*Problem to solve*.
Repeat exactly the lines below that lie between the line with "white building, pixel coordinates like this sample" and the line with "dome, pixel coordinates like this sample", counting both of those lines as part of the answer.

-.-.-

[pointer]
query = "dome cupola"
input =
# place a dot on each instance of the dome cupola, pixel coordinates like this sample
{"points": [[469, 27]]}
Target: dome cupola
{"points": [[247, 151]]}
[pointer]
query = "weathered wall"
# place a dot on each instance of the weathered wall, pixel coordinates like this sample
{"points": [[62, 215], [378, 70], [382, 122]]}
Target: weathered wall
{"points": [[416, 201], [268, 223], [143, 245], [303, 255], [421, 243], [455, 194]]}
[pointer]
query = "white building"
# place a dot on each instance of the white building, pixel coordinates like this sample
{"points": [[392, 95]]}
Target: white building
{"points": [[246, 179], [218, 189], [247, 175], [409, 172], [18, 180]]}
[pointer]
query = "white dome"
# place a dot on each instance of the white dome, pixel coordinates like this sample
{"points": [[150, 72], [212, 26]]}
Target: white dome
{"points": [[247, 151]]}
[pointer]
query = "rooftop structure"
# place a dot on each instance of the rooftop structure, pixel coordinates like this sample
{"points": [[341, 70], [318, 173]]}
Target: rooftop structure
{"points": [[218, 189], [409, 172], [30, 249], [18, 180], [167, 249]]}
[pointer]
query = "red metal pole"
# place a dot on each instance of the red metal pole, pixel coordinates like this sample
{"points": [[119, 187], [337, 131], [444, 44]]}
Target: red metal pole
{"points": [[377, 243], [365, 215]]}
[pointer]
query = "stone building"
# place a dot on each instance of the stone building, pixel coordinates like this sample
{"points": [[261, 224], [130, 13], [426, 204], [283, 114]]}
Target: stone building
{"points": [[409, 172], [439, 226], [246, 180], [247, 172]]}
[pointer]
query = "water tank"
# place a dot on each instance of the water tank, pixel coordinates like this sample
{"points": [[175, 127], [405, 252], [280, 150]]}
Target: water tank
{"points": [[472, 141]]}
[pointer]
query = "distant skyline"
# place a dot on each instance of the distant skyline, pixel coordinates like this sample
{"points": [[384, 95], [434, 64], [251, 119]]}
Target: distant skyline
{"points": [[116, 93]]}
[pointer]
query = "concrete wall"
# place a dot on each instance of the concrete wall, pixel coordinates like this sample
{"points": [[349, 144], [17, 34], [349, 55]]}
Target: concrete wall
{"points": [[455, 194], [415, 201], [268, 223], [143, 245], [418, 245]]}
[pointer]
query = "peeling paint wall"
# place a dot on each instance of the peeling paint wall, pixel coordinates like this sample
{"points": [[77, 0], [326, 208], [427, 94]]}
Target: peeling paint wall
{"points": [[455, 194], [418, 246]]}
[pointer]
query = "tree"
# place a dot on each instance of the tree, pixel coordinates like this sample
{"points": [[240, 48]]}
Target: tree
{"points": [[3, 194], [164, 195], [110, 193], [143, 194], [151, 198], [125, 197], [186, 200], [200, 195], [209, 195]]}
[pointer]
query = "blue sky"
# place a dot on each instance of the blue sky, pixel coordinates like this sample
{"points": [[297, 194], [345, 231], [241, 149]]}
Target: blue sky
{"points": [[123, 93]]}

-.-.-

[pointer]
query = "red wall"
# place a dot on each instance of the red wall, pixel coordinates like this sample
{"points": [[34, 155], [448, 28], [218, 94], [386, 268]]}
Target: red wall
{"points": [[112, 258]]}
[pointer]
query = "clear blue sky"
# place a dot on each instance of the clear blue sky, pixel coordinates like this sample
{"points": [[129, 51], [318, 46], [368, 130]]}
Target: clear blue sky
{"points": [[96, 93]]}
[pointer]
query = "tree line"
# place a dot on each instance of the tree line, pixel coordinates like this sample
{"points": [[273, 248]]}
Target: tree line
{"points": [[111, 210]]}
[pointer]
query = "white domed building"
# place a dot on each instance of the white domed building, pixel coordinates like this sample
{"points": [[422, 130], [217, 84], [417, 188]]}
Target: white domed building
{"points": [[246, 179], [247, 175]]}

-.-.-

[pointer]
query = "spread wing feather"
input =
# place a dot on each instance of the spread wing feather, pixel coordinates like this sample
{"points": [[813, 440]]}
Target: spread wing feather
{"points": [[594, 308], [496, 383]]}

-.-.-

*Response*.
# place a dot on each instance of the white building, pixel coordinates like this sample
{"points": [[392, 95]]}
Target: white building
{"points": [[246, 179], [218, 189], [247, 175], [409, 172], [18, 180]]}
[pointer]
query = "white dome"
# place a dot on each instance of the white dome, pixel coordinates like this sample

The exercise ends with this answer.